### Exercise details
Only a slice of the listing below is wanted. Retype the lines from the one containing "Target: pregnancy test" through the one containing "[locate] the wooden", exactly, both ends included.

______

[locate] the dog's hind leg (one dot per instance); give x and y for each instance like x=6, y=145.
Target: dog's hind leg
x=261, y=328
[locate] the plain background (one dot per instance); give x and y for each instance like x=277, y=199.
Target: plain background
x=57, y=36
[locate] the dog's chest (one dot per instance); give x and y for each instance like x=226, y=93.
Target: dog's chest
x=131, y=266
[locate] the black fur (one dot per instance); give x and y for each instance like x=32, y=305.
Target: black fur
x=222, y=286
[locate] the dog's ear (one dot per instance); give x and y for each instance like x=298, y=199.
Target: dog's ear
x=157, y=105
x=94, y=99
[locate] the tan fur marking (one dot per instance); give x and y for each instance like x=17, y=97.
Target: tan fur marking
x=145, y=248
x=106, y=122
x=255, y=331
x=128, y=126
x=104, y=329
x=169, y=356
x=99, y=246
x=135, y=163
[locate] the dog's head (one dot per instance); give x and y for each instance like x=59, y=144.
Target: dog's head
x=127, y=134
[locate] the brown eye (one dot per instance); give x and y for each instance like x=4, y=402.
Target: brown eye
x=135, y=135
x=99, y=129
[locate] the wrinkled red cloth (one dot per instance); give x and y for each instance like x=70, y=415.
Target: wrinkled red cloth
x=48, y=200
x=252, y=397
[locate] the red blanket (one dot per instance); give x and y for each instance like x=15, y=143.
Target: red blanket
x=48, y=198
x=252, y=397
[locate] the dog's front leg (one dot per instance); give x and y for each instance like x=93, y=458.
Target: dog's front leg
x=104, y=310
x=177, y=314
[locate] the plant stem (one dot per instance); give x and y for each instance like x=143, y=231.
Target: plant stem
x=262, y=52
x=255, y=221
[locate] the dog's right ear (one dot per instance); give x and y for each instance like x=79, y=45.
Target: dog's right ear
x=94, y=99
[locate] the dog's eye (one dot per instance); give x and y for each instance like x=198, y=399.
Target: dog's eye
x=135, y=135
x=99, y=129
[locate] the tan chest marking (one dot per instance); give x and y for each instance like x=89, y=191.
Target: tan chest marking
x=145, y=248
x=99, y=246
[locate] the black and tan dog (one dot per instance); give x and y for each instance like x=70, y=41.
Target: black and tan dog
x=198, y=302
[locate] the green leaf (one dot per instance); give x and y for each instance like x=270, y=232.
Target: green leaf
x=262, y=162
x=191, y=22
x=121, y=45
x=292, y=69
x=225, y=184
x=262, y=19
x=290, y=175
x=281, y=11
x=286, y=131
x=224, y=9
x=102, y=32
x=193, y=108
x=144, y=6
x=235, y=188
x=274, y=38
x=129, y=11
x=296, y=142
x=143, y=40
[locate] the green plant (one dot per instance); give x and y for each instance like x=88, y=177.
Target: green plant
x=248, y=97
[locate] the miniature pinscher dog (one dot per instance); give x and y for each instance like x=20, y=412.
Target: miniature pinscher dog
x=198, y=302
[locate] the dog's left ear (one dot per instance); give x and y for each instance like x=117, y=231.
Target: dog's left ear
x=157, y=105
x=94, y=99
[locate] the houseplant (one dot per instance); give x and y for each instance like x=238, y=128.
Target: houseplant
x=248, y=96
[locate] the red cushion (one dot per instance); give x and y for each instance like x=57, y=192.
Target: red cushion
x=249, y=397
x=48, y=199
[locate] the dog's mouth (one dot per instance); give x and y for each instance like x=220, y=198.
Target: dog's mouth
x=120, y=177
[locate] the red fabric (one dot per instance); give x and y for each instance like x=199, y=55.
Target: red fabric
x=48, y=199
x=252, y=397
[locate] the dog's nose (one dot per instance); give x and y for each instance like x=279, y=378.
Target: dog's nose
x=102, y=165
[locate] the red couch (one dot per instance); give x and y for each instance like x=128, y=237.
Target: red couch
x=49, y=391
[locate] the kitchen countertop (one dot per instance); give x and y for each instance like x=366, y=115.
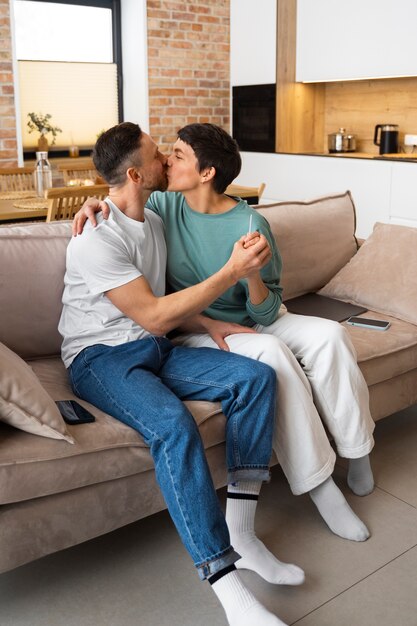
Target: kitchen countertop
x=401, y=156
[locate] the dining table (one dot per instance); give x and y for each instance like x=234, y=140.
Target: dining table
x=16, y=207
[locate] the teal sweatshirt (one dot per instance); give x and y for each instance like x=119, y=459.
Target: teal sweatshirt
x=199, y=244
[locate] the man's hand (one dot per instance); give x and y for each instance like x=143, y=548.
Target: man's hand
x=246, y=260
x=218, y=330
x=88, y=211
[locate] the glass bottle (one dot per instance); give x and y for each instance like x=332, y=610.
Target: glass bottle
x=42, y=173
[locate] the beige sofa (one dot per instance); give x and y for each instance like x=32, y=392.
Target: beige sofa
x=53, y=493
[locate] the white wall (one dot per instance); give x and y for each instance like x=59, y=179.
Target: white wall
x=135, y=62
x=253, y=25
x=348, y=39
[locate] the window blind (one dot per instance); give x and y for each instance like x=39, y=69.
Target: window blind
x=81, y=98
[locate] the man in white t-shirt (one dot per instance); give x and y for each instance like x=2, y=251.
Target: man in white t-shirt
x=114, y=319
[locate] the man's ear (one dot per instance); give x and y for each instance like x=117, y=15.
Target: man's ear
x=208, y=174
x=133, y=175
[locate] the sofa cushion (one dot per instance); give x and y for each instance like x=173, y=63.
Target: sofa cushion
x=315, y=239
x=384, y=355
x=104, y=450
x=24, y=403
x=32, y=267
x=382, y=275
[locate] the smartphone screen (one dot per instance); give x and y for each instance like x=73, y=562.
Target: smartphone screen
x=366, y=322
x=73, y=413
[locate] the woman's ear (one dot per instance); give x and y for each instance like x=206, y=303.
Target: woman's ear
x=208, y=174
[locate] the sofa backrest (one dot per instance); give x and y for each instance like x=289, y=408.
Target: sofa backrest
x=315, y=239
x=32, y=267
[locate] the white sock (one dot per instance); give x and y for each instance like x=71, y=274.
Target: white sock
x=240, y=605
x=242, y=500
x=360, y=478
x=336, y=512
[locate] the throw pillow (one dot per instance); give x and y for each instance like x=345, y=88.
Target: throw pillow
x=315, y=239
x=24, y=403
x=382, y=275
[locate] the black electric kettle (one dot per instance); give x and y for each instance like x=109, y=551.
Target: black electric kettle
x=388, y=141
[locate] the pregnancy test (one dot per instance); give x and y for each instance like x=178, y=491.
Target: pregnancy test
x=250, y=224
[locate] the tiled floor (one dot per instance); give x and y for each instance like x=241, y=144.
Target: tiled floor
x=142, y=576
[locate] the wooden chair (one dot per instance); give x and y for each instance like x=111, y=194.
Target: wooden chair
x=80, y=171
x=64, y=202
x=252, y=195
x=17, y=179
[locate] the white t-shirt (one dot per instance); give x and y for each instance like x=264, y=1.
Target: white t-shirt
x=114, y=253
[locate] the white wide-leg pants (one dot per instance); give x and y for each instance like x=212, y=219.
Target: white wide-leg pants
x=316, y=366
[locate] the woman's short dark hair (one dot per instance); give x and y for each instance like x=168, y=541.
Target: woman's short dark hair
x=116, y=150
x=213, y=147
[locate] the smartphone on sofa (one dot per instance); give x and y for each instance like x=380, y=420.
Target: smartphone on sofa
x=367, y=322
x=73, y=413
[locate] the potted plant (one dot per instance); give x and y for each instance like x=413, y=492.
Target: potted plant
x=41, y=123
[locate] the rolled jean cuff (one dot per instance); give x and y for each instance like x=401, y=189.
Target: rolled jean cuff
x=246, y=474
x=217, y=563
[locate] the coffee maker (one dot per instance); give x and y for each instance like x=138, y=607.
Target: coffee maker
x=388, y=138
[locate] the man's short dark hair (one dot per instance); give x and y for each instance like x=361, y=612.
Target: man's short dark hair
x=116, y=150
x=213, y=147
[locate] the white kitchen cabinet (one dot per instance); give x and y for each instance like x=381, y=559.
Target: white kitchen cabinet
x=404, y=193
x=253, y=35
x=356, y=39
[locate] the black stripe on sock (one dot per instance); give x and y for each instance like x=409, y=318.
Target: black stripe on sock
x=242, y=496
x=213, y=579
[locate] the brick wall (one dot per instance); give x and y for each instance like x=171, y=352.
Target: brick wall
x=8, y=143
x=189, y=69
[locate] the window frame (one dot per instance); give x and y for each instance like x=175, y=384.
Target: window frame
x=115, y=7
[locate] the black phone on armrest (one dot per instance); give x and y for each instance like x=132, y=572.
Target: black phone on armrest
x=366, y=322
x=73, y=413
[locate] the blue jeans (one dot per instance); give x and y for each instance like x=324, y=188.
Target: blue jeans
x=141, y=383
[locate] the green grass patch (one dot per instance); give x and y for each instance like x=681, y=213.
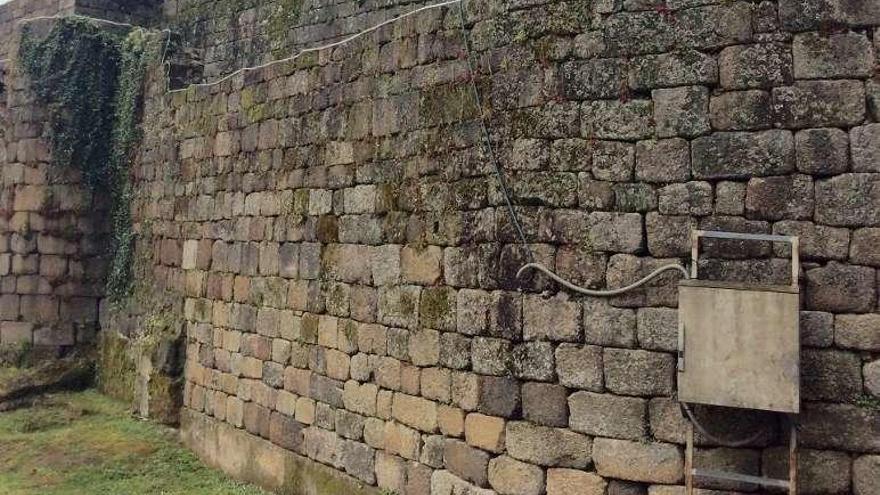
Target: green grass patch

______

### Task solution
Target: pregnancy test
x=250, y=224
[locate] the tiled floor (one dot per instance); give x and y for each instance like x=241, y=144.
Target: tiled floor
x=142, y=576
[locate] the wooden chair (one dot per instance); give x and y for each instance like x=111, y=194.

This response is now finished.